## What to do
Copy the stretch from the line containing "Target: <item>glass of milk</item>" through the end of the records, swapping "trace" for "draw" and keeping everything else the same.

☆ ☆ ☆ ☆

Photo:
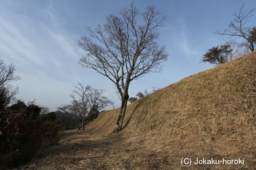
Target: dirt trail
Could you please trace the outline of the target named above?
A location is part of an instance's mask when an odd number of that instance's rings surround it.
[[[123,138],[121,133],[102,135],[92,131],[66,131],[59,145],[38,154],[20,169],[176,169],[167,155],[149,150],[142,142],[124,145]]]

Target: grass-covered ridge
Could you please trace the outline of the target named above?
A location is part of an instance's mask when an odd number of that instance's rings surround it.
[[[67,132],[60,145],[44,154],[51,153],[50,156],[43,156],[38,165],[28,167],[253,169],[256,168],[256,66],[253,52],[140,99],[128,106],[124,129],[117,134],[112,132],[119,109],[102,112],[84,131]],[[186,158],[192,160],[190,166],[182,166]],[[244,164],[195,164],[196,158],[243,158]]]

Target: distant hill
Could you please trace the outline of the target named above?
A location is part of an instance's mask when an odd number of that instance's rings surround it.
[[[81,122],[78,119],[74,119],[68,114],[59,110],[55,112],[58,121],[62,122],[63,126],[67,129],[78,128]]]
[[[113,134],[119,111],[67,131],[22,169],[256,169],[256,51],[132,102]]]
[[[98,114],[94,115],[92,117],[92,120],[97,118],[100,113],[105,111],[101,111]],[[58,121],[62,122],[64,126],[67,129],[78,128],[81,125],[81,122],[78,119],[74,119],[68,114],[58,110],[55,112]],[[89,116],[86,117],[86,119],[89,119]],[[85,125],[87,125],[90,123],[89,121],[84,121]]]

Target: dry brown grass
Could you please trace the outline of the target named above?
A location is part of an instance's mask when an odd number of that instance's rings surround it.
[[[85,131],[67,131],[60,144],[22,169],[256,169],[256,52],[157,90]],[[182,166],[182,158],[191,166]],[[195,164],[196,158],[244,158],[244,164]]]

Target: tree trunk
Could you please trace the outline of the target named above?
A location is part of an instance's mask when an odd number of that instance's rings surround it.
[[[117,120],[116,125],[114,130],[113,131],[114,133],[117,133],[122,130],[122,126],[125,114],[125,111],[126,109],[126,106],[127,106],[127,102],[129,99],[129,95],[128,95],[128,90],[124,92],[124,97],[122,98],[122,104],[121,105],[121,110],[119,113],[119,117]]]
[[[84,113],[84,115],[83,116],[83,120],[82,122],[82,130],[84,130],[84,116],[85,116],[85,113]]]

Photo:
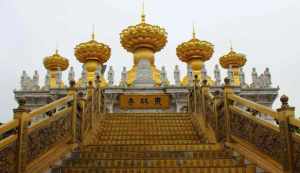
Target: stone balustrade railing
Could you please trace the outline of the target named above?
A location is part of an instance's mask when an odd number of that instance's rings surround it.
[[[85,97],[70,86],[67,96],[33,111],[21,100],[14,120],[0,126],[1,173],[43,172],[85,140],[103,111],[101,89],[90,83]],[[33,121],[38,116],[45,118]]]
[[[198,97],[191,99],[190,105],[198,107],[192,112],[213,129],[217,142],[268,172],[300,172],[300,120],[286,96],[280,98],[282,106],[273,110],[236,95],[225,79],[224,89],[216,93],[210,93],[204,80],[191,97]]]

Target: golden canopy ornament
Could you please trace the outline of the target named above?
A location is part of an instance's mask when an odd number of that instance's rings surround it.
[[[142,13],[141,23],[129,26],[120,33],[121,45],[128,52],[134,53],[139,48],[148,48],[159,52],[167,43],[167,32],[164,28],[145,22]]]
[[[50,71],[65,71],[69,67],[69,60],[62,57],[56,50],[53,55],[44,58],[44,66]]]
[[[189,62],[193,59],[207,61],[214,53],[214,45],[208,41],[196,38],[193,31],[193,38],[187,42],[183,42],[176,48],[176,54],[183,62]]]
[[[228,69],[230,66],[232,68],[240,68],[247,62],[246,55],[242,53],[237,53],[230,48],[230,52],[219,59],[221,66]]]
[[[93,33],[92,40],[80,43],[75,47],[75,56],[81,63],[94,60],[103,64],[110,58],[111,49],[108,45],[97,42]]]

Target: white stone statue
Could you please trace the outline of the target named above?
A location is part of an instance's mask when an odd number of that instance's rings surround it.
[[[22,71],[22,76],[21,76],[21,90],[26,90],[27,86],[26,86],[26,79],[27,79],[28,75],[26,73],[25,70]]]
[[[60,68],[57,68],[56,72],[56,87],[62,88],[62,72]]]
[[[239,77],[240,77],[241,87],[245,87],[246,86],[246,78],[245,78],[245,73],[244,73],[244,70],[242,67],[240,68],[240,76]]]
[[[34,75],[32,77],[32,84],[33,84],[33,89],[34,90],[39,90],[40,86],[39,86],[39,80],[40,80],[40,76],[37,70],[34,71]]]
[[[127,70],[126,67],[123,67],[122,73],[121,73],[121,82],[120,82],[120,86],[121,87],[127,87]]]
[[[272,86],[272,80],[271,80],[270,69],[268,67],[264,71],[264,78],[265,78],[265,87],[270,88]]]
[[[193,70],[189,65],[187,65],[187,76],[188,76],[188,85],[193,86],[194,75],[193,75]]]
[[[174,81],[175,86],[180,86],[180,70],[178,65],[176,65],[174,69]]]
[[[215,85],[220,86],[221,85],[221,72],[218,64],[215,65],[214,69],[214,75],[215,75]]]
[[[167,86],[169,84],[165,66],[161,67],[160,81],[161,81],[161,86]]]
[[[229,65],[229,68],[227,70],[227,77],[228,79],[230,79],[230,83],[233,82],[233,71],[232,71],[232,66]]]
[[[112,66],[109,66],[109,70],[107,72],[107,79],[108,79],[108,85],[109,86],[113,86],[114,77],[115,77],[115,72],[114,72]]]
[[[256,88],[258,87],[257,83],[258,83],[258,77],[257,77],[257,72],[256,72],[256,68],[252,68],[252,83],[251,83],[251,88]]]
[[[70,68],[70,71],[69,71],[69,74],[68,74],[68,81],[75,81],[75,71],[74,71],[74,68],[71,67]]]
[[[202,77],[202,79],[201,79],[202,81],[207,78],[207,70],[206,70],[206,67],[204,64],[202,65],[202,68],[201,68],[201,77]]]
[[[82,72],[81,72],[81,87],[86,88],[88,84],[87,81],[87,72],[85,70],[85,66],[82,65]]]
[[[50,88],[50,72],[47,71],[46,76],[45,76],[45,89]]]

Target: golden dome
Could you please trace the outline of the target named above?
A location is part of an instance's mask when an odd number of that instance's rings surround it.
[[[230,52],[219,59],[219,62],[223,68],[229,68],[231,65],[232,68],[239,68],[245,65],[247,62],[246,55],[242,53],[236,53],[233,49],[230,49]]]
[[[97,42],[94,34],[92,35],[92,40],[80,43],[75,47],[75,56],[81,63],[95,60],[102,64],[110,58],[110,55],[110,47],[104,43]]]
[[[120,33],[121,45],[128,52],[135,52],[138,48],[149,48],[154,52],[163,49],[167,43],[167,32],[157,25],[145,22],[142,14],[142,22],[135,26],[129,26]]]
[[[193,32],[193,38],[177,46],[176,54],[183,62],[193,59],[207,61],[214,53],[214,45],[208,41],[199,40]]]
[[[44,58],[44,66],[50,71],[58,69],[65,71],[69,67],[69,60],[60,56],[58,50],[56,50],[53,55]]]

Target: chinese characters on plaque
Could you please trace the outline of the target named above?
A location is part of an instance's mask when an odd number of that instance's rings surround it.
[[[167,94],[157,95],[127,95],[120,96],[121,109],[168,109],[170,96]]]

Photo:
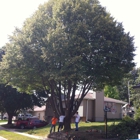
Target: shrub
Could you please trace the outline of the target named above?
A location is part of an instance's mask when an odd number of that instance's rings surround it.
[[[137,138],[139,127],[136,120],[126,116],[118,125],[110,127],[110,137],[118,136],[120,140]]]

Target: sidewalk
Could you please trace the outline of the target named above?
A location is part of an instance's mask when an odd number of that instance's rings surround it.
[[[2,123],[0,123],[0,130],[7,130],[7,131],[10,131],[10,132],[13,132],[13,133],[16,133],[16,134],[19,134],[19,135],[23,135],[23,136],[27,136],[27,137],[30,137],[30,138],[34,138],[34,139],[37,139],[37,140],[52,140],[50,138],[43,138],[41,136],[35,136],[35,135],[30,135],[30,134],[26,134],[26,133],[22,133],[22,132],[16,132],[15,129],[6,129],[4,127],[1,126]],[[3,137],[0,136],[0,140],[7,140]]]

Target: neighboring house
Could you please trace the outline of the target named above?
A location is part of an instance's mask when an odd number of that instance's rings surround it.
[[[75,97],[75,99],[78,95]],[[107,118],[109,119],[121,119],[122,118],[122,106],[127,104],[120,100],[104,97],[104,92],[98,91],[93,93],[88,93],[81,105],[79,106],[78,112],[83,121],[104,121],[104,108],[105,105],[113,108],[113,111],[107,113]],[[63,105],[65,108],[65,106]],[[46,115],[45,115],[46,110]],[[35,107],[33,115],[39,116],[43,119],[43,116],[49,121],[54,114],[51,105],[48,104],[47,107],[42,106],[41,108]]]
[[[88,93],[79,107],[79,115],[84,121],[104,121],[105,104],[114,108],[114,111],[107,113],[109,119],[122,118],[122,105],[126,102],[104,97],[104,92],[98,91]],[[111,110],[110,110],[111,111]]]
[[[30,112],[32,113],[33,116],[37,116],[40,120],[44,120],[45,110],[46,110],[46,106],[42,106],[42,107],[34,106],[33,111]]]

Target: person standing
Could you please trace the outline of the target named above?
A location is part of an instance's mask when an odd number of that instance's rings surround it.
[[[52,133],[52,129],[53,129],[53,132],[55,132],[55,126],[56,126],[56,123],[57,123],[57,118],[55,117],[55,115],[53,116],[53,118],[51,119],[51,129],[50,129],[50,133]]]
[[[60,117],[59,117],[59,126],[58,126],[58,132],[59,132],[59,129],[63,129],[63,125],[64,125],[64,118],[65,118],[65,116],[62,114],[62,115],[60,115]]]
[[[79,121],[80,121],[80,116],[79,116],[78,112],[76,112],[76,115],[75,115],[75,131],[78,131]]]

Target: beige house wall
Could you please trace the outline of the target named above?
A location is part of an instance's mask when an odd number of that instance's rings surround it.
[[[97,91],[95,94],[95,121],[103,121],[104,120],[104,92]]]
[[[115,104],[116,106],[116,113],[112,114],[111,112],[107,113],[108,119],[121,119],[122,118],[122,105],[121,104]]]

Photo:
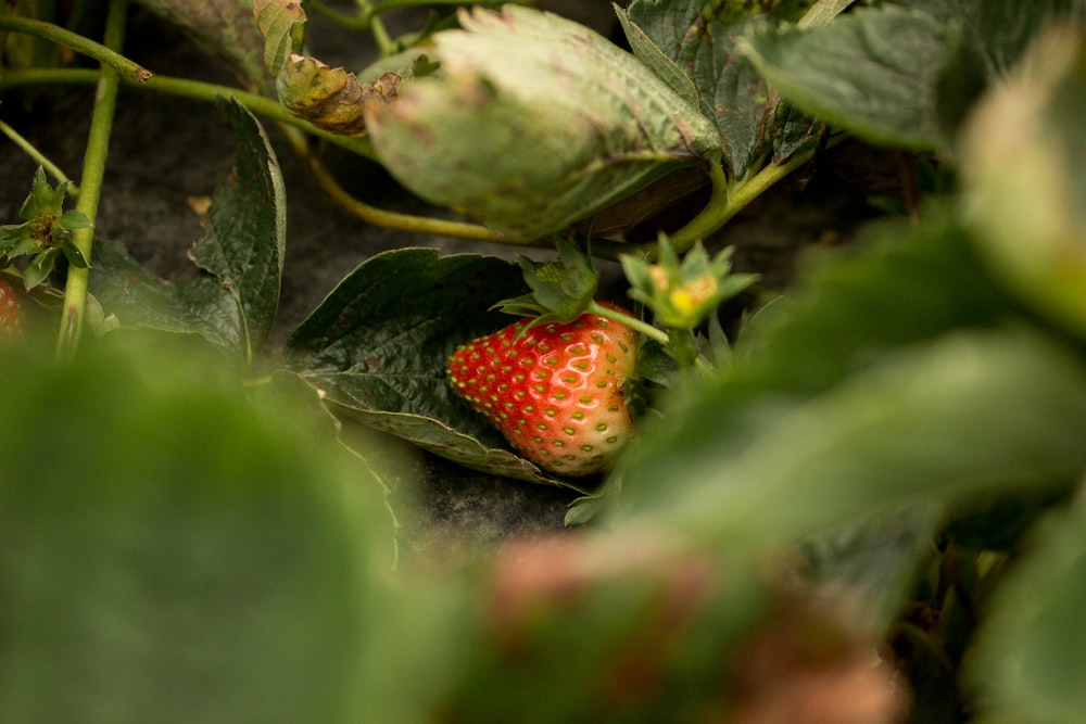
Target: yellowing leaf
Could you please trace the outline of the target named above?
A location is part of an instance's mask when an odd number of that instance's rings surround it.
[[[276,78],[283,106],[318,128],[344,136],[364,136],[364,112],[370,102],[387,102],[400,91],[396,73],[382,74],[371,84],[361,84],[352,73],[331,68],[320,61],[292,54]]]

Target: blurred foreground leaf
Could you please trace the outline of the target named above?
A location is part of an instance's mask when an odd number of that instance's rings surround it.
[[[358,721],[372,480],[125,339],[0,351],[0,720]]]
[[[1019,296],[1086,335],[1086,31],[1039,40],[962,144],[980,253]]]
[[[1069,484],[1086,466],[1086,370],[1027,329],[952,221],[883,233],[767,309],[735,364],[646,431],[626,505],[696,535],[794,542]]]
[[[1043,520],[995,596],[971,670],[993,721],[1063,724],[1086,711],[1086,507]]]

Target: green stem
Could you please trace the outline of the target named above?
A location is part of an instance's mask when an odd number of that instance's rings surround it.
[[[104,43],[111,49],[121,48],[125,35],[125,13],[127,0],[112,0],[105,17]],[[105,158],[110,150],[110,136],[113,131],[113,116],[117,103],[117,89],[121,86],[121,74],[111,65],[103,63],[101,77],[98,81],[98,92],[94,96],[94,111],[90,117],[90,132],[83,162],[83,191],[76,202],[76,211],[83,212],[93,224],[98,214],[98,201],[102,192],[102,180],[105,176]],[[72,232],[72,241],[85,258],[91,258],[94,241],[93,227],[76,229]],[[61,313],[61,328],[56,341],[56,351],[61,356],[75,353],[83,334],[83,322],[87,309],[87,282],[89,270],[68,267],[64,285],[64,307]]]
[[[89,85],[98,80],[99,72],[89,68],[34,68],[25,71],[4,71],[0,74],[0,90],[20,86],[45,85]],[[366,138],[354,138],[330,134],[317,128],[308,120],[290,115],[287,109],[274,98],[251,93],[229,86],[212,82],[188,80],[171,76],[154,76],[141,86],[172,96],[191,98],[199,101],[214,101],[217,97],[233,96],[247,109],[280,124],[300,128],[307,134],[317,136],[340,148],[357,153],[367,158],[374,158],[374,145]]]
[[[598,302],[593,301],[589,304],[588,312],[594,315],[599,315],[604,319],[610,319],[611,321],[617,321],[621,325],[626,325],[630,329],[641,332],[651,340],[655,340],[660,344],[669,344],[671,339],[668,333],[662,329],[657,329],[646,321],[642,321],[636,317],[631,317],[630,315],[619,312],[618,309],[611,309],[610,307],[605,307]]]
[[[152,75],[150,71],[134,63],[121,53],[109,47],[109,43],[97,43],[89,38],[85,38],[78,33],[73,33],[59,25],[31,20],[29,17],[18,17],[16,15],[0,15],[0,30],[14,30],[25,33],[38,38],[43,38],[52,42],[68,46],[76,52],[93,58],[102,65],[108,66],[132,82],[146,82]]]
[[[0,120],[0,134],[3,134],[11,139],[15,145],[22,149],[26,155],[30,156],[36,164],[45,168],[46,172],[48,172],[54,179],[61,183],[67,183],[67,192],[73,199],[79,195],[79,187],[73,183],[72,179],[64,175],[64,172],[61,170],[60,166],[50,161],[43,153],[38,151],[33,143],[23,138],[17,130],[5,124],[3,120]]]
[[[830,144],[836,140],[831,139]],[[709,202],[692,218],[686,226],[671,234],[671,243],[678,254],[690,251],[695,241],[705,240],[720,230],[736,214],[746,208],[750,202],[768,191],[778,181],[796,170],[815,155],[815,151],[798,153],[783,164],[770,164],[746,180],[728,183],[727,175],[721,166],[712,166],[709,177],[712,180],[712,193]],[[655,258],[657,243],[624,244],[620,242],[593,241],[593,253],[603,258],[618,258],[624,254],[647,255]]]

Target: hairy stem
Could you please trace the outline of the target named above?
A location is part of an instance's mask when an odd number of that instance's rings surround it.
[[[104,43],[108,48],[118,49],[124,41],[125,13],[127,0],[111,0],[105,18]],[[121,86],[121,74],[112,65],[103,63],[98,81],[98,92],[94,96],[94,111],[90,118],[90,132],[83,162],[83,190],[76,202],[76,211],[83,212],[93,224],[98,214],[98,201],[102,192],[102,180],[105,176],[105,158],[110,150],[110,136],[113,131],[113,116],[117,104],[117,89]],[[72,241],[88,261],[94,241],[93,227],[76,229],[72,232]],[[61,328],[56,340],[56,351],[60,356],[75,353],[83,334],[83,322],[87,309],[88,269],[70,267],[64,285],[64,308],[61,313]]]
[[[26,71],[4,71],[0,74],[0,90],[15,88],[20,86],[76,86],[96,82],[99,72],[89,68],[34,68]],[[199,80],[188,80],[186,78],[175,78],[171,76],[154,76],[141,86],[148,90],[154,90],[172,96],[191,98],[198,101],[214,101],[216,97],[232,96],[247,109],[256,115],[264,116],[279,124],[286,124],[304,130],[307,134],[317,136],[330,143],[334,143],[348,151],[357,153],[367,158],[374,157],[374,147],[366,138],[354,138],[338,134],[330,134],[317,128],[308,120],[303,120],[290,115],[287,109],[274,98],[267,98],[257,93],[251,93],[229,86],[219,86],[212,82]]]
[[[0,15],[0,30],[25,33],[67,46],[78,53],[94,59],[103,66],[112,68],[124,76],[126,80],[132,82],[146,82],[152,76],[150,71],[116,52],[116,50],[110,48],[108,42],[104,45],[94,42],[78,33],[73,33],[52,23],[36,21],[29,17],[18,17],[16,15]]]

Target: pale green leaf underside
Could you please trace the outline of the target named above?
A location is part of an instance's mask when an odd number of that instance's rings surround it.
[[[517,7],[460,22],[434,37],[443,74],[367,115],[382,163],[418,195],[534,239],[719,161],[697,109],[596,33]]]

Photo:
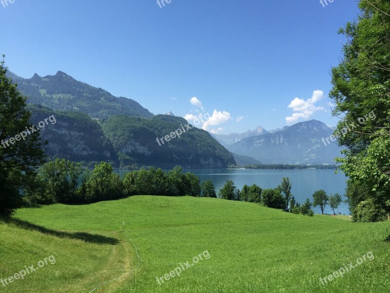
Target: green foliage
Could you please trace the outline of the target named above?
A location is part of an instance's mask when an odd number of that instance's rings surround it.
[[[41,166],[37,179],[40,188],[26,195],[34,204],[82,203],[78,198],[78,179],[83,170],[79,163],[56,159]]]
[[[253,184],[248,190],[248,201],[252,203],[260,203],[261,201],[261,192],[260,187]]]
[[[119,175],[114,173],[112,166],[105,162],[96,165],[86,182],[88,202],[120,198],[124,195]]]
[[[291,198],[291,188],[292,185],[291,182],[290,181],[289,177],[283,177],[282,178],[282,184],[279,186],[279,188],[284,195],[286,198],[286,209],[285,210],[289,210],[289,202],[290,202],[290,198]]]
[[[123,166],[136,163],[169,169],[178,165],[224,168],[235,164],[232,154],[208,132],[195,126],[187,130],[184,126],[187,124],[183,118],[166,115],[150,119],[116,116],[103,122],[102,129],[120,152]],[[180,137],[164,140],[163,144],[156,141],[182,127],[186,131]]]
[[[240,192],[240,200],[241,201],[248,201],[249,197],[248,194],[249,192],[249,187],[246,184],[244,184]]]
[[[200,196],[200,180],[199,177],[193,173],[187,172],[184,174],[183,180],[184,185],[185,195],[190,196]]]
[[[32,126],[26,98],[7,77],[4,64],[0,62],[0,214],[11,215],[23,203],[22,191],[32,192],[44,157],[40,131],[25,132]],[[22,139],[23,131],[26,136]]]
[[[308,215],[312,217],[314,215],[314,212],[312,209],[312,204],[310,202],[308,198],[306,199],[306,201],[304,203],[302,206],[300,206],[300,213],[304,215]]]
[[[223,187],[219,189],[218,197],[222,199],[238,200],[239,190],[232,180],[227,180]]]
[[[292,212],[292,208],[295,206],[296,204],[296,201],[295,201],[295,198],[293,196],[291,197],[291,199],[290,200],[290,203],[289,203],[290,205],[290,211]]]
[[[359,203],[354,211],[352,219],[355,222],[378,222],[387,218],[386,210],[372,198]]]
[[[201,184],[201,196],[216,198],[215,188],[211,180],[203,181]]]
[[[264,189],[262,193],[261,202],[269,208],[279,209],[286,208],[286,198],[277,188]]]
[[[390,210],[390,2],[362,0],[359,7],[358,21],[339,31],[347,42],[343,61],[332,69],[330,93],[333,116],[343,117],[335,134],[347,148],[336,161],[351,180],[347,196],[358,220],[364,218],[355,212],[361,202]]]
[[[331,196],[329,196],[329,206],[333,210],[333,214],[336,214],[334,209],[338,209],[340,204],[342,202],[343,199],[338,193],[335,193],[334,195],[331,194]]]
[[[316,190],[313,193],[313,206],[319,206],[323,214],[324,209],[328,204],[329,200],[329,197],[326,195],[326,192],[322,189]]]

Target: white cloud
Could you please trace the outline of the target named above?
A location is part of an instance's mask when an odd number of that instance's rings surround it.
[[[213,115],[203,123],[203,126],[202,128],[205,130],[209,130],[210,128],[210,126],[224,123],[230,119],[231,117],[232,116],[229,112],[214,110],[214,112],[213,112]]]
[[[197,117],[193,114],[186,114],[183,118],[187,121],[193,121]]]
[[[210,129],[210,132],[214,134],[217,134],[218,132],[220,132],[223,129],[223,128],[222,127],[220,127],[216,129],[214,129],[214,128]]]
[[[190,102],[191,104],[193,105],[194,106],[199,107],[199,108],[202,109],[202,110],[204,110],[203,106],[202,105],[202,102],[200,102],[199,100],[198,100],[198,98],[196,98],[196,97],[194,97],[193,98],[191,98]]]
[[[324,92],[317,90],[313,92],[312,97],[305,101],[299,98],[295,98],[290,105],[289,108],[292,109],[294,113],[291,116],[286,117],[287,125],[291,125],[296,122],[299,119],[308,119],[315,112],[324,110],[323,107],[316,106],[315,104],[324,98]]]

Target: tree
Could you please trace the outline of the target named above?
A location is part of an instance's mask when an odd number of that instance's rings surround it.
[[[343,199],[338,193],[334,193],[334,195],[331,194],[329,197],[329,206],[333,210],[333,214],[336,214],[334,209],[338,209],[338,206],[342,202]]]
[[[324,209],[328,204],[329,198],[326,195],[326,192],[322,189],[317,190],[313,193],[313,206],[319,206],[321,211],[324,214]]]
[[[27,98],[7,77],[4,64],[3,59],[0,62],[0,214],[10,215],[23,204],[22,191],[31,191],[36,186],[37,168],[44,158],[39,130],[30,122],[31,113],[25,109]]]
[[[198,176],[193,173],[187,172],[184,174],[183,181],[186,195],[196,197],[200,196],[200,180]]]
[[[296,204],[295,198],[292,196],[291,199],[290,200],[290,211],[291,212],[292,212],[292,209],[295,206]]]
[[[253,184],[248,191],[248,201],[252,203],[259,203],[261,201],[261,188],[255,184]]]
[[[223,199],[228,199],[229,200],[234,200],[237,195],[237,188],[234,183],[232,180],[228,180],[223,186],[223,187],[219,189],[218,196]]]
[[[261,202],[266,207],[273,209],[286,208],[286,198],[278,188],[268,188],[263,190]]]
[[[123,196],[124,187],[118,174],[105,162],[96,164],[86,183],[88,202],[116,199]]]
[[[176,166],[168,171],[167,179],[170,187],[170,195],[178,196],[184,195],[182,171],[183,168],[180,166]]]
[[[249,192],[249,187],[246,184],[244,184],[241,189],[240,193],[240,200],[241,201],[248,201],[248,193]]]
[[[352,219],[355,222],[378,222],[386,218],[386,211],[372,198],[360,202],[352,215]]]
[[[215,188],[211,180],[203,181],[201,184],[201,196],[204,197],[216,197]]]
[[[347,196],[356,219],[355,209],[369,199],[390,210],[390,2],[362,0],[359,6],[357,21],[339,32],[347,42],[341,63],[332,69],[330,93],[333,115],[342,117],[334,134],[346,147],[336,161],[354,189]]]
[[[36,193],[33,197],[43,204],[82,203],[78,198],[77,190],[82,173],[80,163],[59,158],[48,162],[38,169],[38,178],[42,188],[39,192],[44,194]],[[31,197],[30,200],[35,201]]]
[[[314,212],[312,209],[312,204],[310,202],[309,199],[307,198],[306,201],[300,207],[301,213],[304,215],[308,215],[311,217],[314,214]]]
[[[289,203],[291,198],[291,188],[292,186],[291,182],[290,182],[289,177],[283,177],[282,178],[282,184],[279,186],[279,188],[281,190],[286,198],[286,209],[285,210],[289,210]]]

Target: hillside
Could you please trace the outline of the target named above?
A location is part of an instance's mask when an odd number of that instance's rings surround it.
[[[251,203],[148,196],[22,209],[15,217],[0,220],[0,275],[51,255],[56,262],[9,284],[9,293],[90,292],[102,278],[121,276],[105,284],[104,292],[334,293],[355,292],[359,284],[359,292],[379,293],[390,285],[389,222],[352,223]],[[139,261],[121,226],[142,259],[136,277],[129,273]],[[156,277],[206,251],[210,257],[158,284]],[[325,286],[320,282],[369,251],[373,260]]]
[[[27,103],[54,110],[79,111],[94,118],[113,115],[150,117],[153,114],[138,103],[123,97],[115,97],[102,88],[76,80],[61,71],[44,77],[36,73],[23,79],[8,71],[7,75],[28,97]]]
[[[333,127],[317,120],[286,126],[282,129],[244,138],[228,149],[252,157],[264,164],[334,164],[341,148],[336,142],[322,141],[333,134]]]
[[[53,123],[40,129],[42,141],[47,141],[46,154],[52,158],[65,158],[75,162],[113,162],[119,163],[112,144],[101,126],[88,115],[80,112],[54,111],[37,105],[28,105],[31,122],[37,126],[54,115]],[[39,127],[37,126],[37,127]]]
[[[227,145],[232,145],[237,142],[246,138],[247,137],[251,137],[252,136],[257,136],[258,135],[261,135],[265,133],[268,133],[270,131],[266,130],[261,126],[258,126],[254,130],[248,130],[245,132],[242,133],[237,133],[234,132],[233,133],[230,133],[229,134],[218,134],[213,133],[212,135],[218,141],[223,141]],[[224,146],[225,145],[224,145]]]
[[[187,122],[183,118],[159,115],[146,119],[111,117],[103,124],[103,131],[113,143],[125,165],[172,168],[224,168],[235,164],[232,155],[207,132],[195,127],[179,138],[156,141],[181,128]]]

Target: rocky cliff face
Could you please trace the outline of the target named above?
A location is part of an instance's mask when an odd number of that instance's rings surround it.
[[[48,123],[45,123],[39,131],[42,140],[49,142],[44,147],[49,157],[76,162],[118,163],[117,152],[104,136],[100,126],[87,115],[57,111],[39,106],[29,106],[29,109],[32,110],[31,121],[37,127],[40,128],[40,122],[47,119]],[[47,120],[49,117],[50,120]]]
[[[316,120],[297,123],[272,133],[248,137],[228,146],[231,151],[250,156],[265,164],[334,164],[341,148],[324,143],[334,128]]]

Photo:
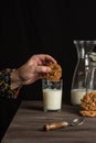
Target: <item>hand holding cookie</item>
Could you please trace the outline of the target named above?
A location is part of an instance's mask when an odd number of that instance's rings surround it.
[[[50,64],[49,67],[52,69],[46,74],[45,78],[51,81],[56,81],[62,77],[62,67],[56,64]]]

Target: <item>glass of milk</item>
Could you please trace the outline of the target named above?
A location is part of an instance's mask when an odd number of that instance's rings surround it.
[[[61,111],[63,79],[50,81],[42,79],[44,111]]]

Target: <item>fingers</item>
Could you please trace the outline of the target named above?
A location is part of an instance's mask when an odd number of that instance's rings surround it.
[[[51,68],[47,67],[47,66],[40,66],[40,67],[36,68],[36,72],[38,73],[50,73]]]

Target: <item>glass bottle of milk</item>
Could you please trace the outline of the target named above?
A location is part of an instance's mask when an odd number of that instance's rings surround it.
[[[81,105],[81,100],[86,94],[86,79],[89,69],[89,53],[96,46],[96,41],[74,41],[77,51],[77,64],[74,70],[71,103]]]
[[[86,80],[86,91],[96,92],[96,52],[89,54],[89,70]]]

☆ ☆ ☆ ☆

## Output of the task
Target: <item>glass of milk</item>
Could you please draw the outline of the target named above?
A location is part of an instance's mask when an odd number of that instance's rings surround it.
[[[61,111],[63,79],[50,81],[42,79],[44,111]]]

Target: <item>fingers</item>
Could you please draw the outline of the target named above?
A location is part of an instance's mask when an odd number of that instance's rings surround it.
[[[51,68],[47,67],[47,66],[40,66],[40,67],[36,68],[36,72],[38,73],[50,73]]]

Target: <item>glass bottle of milk</item>
Could you please draw the outline of the target named above?
A location is part of an instance's mask when an odd number of that instance's rings surround it.
[[[81,105],[81,100],[86,94],[86,79],[89,69],[89,53],[96,46],[96,41],[74,41],[77,51],[77,64],[74,70],[71,103]]]
[[[86,80],[86,91],[96,92],[96,52],[89,54],[89,70]]]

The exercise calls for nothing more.